### What is expected
Leave every picture out. Set down all the lines below exactly.

(Beginning of Records to process)

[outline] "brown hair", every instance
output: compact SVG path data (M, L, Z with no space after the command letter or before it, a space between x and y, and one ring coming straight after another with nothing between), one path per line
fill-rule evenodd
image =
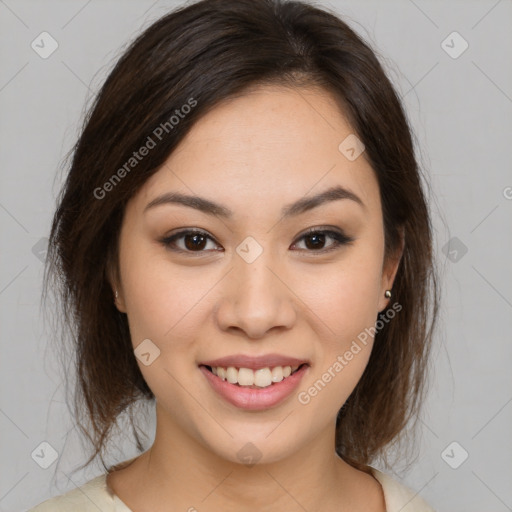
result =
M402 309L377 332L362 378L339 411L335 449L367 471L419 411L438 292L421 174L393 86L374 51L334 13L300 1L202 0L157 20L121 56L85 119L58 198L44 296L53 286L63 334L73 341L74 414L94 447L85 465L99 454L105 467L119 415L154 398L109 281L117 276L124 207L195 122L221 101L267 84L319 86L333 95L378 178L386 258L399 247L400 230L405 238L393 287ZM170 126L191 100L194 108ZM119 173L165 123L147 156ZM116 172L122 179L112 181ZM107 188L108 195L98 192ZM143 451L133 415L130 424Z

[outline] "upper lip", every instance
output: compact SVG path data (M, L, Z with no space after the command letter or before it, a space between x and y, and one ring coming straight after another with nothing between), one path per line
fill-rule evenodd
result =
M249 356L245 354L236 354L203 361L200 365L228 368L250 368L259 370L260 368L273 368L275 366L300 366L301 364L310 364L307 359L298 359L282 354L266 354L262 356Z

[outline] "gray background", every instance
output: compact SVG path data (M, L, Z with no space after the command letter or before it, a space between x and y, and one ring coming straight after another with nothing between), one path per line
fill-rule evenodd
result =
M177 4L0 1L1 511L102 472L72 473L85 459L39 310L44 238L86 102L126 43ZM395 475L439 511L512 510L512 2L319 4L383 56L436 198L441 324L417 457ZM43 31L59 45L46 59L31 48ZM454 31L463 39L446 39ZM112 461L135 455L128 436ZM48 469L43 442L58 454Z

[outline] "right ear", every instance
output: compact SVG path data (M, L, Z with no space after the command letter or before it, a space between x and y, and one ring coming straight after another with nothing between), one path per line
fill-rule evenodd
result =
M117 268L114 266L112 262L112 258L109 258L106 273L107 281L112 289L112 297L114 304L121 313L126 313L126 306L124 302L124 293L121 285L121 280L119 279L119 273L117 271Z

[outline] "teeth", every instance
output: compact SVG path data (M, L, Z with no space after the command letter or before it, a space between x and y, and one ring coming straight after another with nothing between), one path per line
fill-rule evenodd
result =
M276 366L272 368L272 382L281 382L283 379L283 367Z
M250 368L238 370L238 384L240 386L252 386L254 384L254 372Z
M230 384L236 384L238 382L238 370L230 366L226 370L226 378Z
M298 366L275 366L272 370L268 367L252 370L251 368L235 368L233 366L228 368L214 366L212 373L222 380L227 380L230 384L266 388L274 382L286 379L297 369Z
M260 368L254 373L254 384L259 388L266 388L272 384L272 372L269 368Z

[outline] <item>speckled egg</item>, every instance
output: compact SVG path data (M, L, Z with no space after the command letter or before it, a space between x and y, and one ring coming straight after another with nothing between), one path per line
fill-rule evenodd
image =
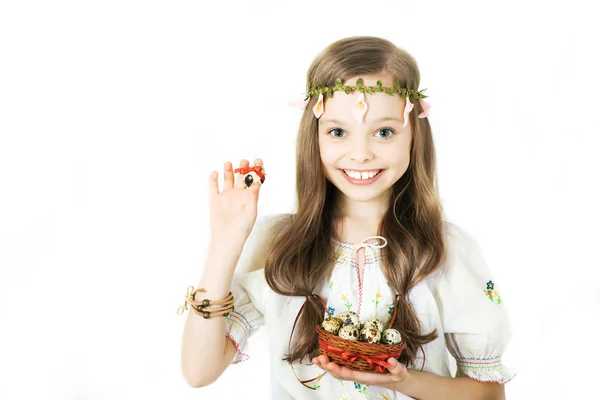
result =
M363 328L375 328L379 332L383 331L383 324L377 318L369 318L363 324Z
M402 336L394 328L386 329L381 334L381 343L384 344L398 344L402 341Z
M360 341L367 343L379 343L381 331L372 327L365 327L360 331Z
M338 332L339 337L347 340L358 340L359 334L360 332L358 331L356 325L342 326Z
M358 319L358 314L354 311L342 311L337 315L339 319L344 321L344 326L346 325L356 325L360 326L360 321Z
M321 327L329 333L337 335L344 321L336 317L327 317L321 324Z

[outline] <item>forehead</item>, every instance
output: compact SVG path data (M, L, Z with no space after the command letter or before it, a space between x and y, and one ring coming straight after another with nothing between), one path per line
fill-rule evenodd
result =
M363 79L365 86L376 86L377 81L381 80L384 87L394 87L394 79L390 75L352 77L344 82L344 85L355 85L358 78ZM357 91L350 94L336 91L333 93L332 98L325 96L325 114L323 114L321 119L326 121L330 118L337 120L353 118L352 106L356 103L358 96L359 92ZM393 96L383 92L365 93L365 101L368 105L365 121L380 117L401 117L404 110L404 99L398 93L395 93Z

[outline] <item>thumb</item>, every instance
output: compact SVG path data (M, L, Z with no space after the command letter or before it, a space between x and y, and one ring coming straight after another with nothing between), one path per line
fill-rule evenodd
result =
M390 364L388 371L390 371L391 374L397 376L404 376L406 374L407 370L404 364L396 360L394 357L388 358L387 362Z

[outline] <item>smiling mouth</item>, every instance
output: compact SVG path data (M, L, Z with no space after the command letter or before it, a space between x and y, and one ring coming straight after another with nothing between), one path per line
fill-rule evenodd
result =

(End of Records to process)

### Solution
[outline] "brown hair", every instance
output: compact SVG path data (M, L, Z with no space after the command letter or before it, a space between x and y, and one ring coming straight after another with nothing between), one path per line
fill-rule evenodd
image =
result =
M402 309L377 332L362 378L339 411L335 449L367 471L419 411L438 292L421 174L393 86L374 51L334 13L300 1L202 0L157 20L121 56L85 119L58 198L44 296L53 286L63 334L73 341L74 414L94 447L85 465L99 454L105 467L119 415L154 398L109 281L117 276L124 207L195 122L221 101L267 84L319 86L333 95L378 178L386 258L399 247L400 230L405 238L393 287ZM170 126L191 100L194 108ZM119 173L165 123L147 156ZM116 172L122 179L112 181ZM107 188L108 195L98 192ZM143 451L133 415L130 424Z

[outline] "upper lip", every instance
output: compact SVG path data (M, L, Z with no space after the command letter or before it, a space between x and y, and one ring coming straight after another with nothing between), one path per line
fill-rule evenodd
result =
M249 356L245 354L236 354L203 361L200 365L228 368L250 368L259 370L260 368L273 368L275 366L300 366L301 364L310 364L307 359L298 359L282 354L266 354L262 356Z

[outline] "gray background", every instance
output: compact SVG path data (M, L, Z with no space after the command letter or before it, a space between x and y, and one ring coming straight after another with nothing between), one path per line
fill-rule evenodd
result =
M177 4L0 1L1 511L102 472L72 473L85 459L39 310L44 238L86 102L126 43ZM395 475L439 511L512 510L512 2L319 4L383 56L436 198L441 324L417 457ZM43 31L59 45L46 59L31 48ZM454 31L463 39L446 39ZM112 461L135 455L128 436ZM48 469L43 442L58 454Z

[outline] "right ear", every instance
output: compact SVG path data (M, L, Z with no space after the command letter or before it, a space between x and y, and one ring coming straight after another with nothing between), one path per line
fill-rule evenodd
result =
M117 268L114 266L112 262L112 258L109 258L106 273L107 281L112 289L112 297L114 304L121 313L126 313L126 306L124 302L124 293L121 285L121 280L119 279L119 273L117 271Z

[outline] "teeth", every instance
output: compact SVG path data (M, L, Z with no space after the command letter or before it, a space between x and y, and one ring coming straight after another with nothing between), one path per line
fill-rule evenodd
result =
M276 366L272 368L272 382L281 382L283 379L283 367Z
M250 368L238 370L238 384L240 386L252 386L254 384L254 372Z
M230 384L236 384L238 382L238 370L230 366L226 370L226 378Z
M298 366L275 366L272 370L268 367L252 370L251 368L235 368L233 366L228 368L214 366L212 373L222 380L227 380L230 384L266 388L274 382L286 379L297 369Z
M260 368L254 373L254 384L259 388L266 388L272 384L272 372L269 368Z

[outline] <item>speckled egg</item>, every instance
output: compact SVG path data (M, L, Z with no space after the command letter or before it, a space between x and y, and one ring coming straight after another with nothing between), one path per line
fill-rule evenodd
image =
result =
M363 328L375 328L379 332L383 331L383 324L377 318L369 318L363 324Z
M402 336L394 328L386 329L381 334L381 343L384 344L398 344L402 341Z
M360 341L367 343L379 343L381 331L372 327L365 327L360 331Z
M338 332L339 337L347 340L358 340L359 334L360 332L358 331L356 325L342 326Z
M358 319L358 314L354 311L342 311L337 315L339 319L344 321L344 326L346 325L356 325L360 326L360 321Z
M321 327L329 333L337 335L344 321L336 317L327 317L321 324Z

[outline] <item>forehead</item>, every instance
output: compact SVG path data (M, L, Z with no space after the command letter or before it, a space between x and y, and one ring coming straight after another with nothing between), one path per line
fill-rule evenodd
result =
M363 79L365 86L376 86L377 81L381 80L384 87L394 87L394 79L390 75L352 77L344 82L344 85L355 85L358 78ZM357 91L350 94L336 91L333 93L332 98L325 96L325 114L323 114L321 119L326 121L330 118L337 120L353 118L352 106L356 103L358 96L359 92ZM393 96L383 92L365 93L365 101L368 105L365 121L380 117L401 117L404 110L404 99L398 93L395 93Z

[outline] <item>thumb</item>, every instance
output: compact SVG path data (M, L, Z with no space after the command letter or before it, a space between x and y, and one ring coming straight after another with nothing between), one path per line
fill-rule evenodd
result =
M390 364L388 371L390 371L391 374L397 376L404 376L406 374L407 370L404 364L396 360L394 357L388 358L387 362Z

[outline] <item>smiling mouth</item>, every instance
output: compact SVG path data (M, L, Z with no space after the command letter or before it, a space between x and y, and one ring coming straight after another with nothing between), one path per line
fill-rule evenodd
result =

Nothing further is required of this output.